◆ 演習用テキスト
::::::::

図6には示されていないが、トリグリセリド用紙センサ300は、トリグリセリドの異なる濃度に起因する検査ゾーン1−5における色変化の勾配を表示することができる。検査ゾーン1−5の色変化又は色合いは、基準色326(すなわち、マゼンタ)と比較されることができる。色変化又は色濃度は、それぞれ、(例えば)関連する検査ゾーン1、2、3、4、5からのトリグリセリドの濃度を表し、100、150、200、250、300mg/dLの濃度を含むことができることが理解されるべきである。
【0022】
図7は、用紙センサ装置400を使用する方法を表示している。血液サンプルBは、患者又はユーザから採取され、用紙センサ400の底部、すなわち検査エリア410に配置されるか又は「吸い込まれる」(ステップ1)。用紙センサ400は、右側上に回転させることができ、血液サンプル処理をみることができる420(ステップ2)。血液サンプルBが検査ゾーン430、431、432、433、434における各試薬と接触して分析の進行を進める(ステップ3)。サンプルが試薬と反応した後、進行した分析が続いて形成される440(ステップ4)。基準又はキャリブレーション色エリアを識別することは、検査ゾーン430−434とキャリブレーション色エリア又は領域446との間に基板領域447及び448を含むことができる。基板領域447及び448は、検査ゾーン430−434とキャリブレーション色エリア446とを区別するために対比色を含むことができる。

::::::::

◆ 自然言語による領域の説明

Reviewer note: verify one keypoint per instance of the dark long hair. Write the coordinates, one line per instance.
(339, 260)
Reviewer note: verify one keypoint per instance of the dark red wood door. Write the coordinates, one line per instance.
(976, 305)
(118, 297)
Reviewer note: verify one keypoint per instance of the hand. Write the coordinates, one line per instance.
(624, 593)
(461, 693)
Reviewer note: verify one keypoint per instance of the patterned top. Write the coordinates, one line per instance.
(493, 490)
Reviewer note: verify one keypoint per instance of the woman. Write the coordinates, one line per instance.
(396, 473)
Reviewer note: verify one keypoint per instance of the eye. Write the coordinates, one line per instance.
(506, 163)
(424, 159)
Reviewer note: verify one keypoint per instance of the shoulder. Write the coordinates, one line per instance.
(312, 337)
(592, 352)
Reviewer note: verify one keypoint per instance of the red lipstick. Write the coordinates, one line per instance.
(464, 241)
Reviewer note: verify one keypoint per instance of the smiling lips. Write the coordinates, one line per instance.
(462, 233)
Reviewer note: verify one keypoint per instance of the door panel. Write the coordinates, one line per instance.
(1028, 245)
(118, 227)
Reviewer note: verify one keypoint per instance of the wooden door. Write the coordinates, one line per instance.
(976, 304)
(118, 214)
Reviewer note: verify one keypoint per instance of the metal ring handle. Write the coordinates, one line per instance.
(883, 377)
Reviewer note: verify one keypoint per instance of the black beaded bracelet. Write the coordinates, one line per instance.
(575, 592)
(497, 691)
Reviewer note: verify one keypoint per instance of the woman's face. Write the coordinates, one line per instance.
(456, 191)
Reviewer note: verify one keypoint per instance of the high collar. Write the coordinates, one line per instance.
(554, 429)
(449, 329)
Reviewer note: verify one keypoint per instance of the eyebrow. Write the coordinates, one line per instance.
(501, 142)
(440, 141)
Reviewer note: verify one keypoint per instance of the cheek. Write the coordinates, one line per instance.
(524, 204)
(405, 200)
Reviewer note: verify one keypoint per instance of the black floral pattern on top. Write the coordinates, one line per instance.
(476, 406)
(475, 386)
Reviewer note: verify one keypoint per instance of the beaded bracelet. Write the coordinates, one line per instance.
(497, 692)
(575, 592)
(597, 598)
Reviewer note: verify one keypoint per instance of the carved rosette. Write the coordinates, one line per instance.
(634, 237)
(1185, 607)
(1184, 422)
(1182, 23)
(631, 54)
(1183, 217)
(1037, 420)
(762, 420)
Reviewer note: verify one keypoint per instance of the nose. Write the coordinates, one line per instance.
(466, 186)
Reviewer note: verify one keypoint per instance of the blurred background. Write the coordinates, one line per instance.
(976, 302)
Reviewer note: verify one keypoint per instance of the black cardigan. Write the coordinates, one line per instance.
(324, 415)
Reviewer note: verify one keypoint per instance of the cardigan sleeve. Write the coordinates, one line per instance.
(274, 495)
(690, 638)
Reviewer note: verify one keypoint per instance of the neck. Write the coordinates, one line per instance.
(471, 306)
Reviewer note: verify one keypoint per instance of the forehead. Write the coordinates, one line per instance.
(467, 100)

::::::::

◆ 実施する課題
(1) 用紙センサに関する文章によると、基板領域447及び448は何のために対比色を含むことができるか。
(2) 用紙センサに関する文章を、最後の文の後から書き進めてください。

◆ 課題別の解答
(1) 検査ゾーン430−434とキャリブレーション色エリア446とを区別するためである。

(2)
図7に示される例において、用紙センサ400は、異なる種類の試薬及び/又は異なる濃度の試薬に起因して検査ゾーン430−434における色変化の勾配を表示することができ、異なるレベルの生物学的検定を測定することができる。検体の各種類(GL、TG、HbA1C、HDL、TC)は、異なる試薬を使用することができ、各検体/試薬対は、色基準についての関連するキャリブレーション曲線を有することができることが理解されるべきである。さらに、単一の検体分析判定について、検査ゾーン430−434における色変化は、各検査ゾーンにおける同じ試薬の異なる濃度に起因することができる。検査ゾーン430−434は、キャリブレーション又は基準色446(すなわち、マゼンタ)と比較されることができる。このように、生物医学的用紙センサ400は、流体中に含まれる生体物質(すなわち、血液サンプル)の濃度を判定するために使用される。
【0023】
本願明細書における詳細な説明のいくつかの部分は、中央処理装置(CPU)、CPU用のメモリ記憶装置及び接続された表示装置を含む従来のコンピュータ要素によって実行されるデータビットに対する操作のアルゴリズム及び記号表現に関して提示される。これらのアルゴリズム記述及び表現は、他の当業者にそれらの動作の本質を最も効果的に伝えるために、データ処理分野における当業者によって使用される手段である。アルゴリズムは、一般に、所望の結果をもたらす首尾一貫した一連のステップとして認識される。ステップは、物理量の物理的な操作を必要とするものである。通常、必須ではないが、これらの量は、記憶、伝送、結合、比較、その他の操作が可能な電気又は磁気信号の形態をとる。ビット、値、要素、シンボル、文字、用語、数字などとしてこれらの信号を参照することは、主に共通使用の理由から時には便利であることが証明されている。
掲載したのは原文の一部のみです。